Quoted passage:
'''

THE BOARD OF LAW EXAMINERS OF THE STATE OF TEXAS, RELATOR v. THE HONORABLE LEE
GABRIEL, RESPONDENT
No. 96-0605
SUPREME COURT OF TEXAS
953 S.W.2d 227;
1997 Tex. LEXIS 85;
40 Tex. Sup. J. 898
July 9, 1997, Delivered
DISPOSITION:
[**1] MANDAMUS RELIEF DENIED.
COUNSEL: FOR RELATOR: Hamilton, Ms. Laquit, Vega, Mr. Jorge, Morales, The Honorab.
FOR RESPONDENT: Douthitt, Mr. Frank, Young, Mr. Steven Wa, Acevedo, Ms. Linda A.
JUDGES: JUSTICE HECHT delivered the opinion of the Court, joined by CHIEF JUSTICE
PHILLIPS, JUSTICE SPECTOR, JUSTICE OWEN, and JUSTICE ABBOTT. JUSTICE GONZALEZ
issued a dissenting opinion, joined by JUSTICE CORNYN, JUSTICE ENOCH, and
JUSTICE BAKER.
OPINIONBY: NATHAN L.
HECHT
OPINION:
[*227] ON PETITION FOR WRIT OF
MANDAMUS
The principal question in this original
mandamus proceeding is whether the
Board of Law Examiners is authorized by the
Rules of Disciplinary Procedure to
investigate the
moral character and the mental and
emotional
fitness to practice law of a person petitioning for
reinstatement to membership in the State Bar of Texas. The answer is no.
Jack G. Neal was
disbarred in 1985 as a result of his conviction of a felony (official misconduct). Neal
now seeks
reinstatement.
[*228] The
Rules of Disciplinary Procedure prescribe the process for
reinstatement after
disbarment or resignation in lieu of disciplinary action. TEX. R. DISCIPLINARY P.
11.01-11.08,
reprinted
[**2]
in TEX. GOV'T CODE ANN., tit. 2, subtit. G app. A-1 (Vernon Supp. 1997). A person
must file a verified petition in the district
court containing, among other things,
"[a] statement that at the time of the filing of the petition, the petitioner is
of
good moral character, possesses the mental and
emotional
fitness to practice law, and during the five years
immediately preceding the filing of the petition, has been living a life of
exemplary conduct."
Id. 11.02(E). The petitioner must serve notice of the petition for
reinstatement on the State Bar's Chief Disciplinary Counsel and publish notice as a paid
classified
announcement in the
Texas Bar Journal.
Id. 11.04.
Neal fully complied with these rules. He filed a verified petition in the
district court alleging:
"At the time of the filing of this petition, Jack G. Neal is of
good moral character and possesses the mental and
emotional
fitness to practice law. Jack G. Neal has
lived a life of
exemplary conduct during the five years
immediately preceding the filing of this
petition." He served the Chief Disciplinary Counsel, who filed an answer on behalf of the
Bar. Neal's
classified
announcement was published in the
[**3]
Texas Bar Journal.
58 TEX. BAR J. 860 (Sept. 1995).
The rules further provide that at trial,
"petitioner has the burden of establishing by a preponderance of the evidence
that the best interests of the public and the
profession, as well as the ends of justice, would be served by his or her
reinstatement." TEX. R. DISCIPLINARY P. 11.03. The rule requires the court to
"deny the petition for
reinstatement if it contains any false statement of a material fact or if the petitioner
fails to meet the burden of proof."

'''

What to work on:
- 1) Write out the passage of the reinstatement opinion from "COUNSEL: FOR RELATOR: Hamilton, Ms." to "JUSTICE BAKER.", word for word.
- 2) Extend the reinstatement opinion beyond its last sentence.
The rows that come next have no connection to the reinstatement opinion.

Extracted entries:
'''

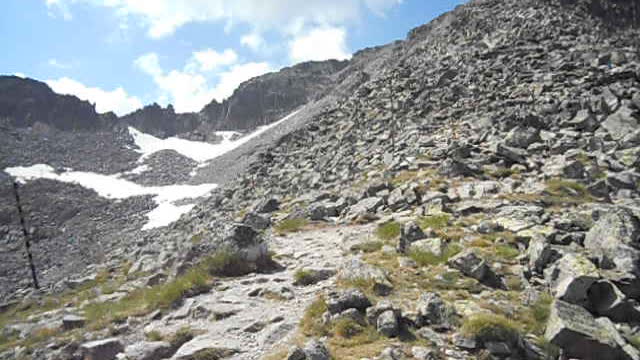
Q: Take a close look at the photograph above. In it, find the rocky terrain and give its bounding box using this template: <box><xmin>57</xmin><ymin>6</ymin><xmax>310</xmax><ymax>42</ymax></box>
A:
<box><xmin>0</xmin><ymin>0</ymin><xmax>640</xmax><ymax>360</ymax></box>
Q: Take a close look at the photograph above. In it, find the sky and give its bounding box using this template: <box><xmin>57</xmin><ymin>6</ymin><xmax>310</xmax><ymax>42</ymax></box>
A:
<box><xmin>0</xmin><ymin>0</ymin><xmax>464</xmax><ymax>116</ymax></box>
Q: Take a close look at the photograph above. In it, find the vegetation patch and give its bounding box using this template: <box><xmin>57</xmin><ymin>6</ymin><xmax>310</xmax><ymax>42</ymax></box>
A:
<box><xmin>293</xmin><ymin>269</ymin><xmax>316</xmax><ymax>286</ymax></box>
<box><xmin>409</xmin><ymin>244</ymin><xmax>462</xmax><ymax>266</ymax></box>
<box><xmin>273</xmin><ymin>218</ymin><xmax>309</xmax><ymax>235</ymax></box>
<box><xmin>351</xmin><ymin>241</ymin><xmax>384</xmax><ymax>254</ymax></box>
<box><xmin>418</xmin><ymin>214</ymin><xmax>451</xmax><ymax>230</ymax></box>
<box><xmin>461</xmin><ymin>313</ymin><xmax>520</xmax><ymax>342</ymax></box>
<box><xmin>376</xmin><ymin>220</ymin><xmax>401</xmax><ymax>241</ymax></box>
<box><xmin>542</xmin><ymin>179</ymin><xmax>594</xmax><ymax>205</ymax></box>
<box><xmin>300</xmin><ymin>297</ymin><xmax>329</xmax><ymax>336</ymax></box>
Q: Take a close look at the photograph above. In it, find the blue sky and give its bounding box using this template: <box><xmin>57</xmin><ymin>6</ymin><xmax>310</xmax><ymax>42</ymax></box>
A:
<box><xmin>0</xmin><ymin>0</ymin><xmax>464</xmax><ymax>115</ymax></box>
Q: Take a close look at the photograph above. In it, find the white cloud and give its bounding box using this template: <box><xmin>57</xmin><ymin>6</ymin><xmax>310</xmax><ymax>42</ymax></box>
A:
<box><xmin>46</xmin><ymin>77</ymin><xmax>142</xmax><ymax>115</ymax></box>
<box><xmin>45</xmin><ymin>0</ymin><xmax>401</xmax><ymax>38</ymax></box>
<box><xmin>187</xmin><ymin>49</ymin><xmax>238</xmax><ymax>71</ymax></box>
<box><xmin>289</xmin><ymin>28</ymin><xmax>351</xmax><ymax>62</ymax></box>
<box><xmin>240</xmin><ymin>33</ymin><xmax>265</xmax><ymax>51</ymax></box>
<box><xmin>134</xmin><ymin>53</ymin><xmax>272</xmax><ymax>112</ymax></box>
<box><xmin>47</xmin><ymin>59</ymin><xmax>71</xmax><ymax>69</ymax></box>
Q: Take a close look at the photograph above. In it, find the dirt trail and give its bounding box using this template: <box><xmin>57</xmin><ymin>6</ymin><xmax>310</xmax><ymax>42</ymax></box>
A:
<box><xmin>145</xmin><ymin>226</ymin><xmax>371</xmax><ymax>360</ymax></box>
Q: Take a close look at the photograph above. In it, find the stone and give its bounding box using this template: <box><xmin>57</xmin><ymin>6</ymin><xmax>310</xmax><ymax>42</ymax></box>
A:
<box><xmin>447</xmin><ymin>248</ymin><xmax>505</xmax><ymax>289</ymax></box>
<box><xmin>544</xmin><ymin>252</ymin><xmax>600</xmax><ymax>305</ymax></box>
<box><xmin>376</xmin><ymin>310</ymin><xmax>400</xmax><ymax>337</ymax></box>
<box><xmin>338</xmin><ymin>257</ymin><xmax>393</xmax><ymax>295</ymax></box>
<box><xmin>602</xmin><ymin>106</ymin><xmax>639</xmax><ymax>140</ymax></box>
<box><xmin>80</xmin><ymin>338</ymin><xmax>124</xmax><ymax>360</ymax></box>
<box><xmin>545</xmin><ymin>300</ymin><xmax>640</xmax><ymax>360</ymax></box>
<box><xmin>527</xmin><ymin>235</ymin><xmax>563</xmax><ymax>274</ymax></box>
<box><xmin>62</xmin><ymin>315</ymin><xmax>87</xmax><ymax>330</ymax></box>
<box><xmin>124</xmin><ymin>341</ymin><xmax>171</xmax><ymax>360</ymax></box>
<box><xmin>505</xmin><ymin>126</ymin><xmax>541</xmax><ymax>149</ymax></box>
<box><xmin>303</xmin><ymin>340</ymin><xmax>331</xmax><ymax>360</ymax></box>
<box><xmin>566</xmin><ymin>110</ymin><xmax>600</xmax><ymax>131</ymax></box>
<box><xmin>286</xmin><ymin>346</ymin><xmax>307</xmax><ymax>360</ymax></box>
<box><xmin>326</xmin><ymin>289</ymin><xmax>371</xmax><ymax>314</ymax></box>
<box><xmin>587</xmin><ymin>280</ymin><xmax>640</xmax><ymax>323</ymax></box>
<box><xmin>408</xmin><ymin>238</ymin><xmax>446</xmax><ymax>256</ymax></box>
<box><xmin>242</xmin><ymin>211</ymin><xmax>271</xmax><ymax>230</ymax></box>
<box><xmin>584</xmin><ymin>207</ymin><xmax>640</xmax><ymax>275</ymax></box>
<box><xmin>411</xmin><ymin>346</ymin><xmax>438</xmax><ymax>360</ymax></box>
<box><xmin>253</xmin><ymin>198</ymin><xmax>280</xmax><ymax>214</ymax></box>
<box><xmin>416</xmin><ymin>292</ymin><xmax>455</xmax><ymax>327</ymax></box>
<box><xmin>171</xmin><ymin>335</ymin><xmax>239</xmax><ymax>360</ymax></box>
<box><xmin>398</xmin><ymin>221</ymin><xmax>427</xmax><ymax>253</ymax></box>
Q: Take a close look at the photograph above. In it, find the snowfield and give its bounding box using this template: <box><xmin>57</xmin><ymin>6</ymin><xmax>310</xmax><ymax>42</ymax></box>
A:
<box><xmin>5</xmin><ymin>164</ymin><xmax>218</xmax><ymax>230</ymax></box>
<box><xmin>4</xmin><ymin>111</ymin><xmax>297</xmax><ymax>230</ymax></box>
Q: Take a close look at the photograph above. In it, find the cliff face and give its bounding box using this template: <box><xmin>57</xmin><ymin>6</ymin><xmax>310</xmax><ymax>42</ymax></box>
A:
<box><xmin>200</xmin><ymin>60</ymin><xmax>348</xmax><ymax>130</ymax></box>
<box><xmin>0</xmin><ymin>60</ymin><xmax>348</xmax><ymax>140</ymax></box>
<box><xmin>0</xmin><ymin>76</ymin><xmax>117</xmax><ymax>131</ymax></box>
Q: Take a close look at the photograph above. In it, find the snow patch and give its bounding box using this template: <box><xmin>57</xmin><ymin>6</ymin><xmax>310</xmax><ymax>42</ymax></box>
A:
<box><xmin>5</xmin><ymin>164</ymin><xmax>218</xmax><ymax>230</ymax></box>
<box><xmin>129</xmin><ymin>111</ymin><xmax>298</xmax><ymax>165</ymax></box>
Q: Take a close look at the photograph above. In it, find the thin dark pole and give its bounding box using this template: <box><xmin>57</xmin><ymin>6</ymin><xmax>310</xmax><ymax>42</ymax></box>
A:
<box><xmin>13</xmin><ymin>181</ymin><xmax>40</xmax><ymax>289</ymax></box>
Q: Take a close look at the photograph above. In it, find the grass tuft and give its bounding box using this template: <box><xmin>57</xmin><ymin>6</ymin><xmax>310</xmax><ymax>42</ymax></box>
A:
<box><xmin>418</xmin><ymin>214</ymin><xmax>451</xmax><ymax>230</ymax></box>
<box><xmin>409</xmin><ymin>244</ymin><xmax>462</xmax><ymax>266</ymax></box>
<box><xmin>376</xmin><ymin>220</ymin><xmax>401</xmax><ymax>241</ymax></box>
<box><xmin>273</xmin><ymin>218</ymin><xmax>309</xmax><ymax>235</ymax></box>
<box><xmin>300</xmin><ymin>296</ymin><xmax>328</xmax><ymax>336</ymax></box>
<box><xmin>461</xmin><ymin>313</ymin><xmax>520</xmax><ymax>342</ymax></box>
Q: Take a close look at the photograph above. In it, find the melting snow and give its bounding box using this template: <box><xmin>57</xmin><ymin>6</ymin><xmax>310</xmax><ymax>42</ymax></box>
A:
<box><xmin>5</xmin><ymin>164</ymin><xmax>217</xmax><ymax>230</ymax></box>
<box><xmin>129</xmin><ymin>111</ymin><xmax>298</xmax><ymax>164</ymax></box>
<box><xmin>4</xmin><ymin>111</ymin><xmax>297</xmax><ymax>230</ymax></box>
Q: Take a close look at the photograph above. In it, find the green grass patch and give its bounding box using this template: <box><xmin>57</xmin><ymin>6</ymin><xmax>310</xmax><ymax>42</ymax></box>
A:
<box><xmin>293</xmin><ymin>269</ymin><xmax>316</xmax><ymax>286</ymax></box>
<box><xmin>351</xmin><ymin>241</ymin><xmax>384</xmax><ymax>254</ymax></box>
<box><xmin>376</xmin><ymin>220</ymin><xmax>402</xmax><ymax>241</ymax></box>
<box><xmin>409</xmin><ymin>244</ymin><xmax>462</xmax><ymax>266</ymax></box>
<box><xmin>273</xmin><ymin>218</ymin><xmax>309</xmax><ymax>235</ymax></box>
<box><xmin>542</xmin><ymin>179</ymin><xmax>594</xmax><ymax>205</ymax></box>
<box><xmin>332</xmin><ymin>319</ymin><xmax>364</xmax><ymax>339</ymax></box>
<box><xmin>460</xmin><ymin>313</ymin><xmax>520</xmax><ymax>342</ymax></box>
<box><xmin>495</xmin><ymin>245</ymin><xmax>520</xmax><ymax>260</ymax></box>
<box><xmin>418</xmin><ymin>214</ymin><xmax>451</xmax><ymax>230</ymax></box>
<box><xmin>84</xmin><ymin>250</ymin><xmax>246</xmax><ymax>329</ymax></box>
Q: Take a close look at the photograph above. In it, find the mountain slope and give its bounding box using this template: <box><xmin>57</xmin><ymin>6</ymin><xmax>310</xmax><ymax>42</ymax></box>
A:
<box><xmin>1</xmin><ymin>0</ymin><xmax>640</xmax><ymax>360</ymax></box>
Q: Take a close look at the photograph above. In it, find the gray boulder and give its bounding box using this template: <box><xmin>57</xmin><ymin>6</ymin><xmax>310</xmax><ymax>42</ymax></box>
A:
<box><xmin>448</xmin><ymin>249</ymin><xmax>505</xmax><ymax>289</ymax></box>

'''

Results for each task:
- 1)
COUNSEL: FOR RELATOR: Hamilton, Ms. Laquit, Vega, Mr. Jorge, Morales, The Honorab.
FOR RESPONDENT: Douthitt, Mr. Frank, Young, Mr. Steven Wa, Acevedo, Ms. Linda A.
JUDGES: JUSTICE HECHT delivered the opinion of the Court, joined by CHIEF JUSTICE
PHILLIPS, JUSTICE SPECTOR, JUSTICE OWEN, and JUSTICE ABBOTT. JUSTICE GONZALEZ
issued a dissenting opinion, joined by JUSTICE CORNYN, JUSTICE ENOCH, and
JUSTICE BAKER.

- 2)
Id. The rules also prescribe the requisite findings and the available relief:
If the court is satisfied after hearing all the evidence, both in support and
in opposition to the petition, that the material allegations of the petition
are true and that the best interests of the public and the
profession, as well as the ends of justice, will be served, the court
may
render judgment authorizing the petitioner to be
reinstated upon his or her compliance within eighteen months from the date of the
judgment with Rule II of the
Rules Governing Admission to the Bar of Texas in effect as of the date upon which judgment authorizing
reinstatement is entered. The judgment
[**4] shall direct the
Board of Law Examiners to admit the petitioner to a
regularly scheduled
bar examination in accordance with that board's rules and procedures relating to the
examination of persons who have not previously been licensed as lawyers in
Texas or in any other state.
Id. 11.06.
Thus, to grant a petition for
reinstatement, the district court must find two things. First, the court must find that the
petitioner has proven true by a preponderance of the evidence the material
statements in the petition. Because the petition must state that petitioner is
of
good moral character, is fit to practice law, and has led an
exemplary life for the
preceding five years, the court must find these things to be true before it can
grant the petition. Second, the court must find that
reinstatement will serve the the public's and
profession's best interests as well as the ends of justice.
Neal and the Bar appeared at trial by counsel and presented evidence and
argument. The district court then made the following findings:
The Court has considered the pleadings and all of the evidence both in support
and in opposition to the petition. The Court finds that the material allegations
[**5] of the petition are true and that all prerequisites to the filing and
maintaining of same have been met. The Court also finds that at the time of the
filing of this petition, Jack G. Neal is of
good moral character and possesses the mental and
emotional
fitness to practice law and he has
lived a life of
exemplary conduct during the five years
immediately preceding the filing of the petition and that the best interests of the public and the
profession, as well as the ends of justice, will be served, if the court
renders a judgment authorizing the Petitioner, Jack G. Neal, to be
reinstated upon
[*229] passing a
bar examination regularly administered by the Texas
Board of Law Examiners within eighteen months from the date of this judgment.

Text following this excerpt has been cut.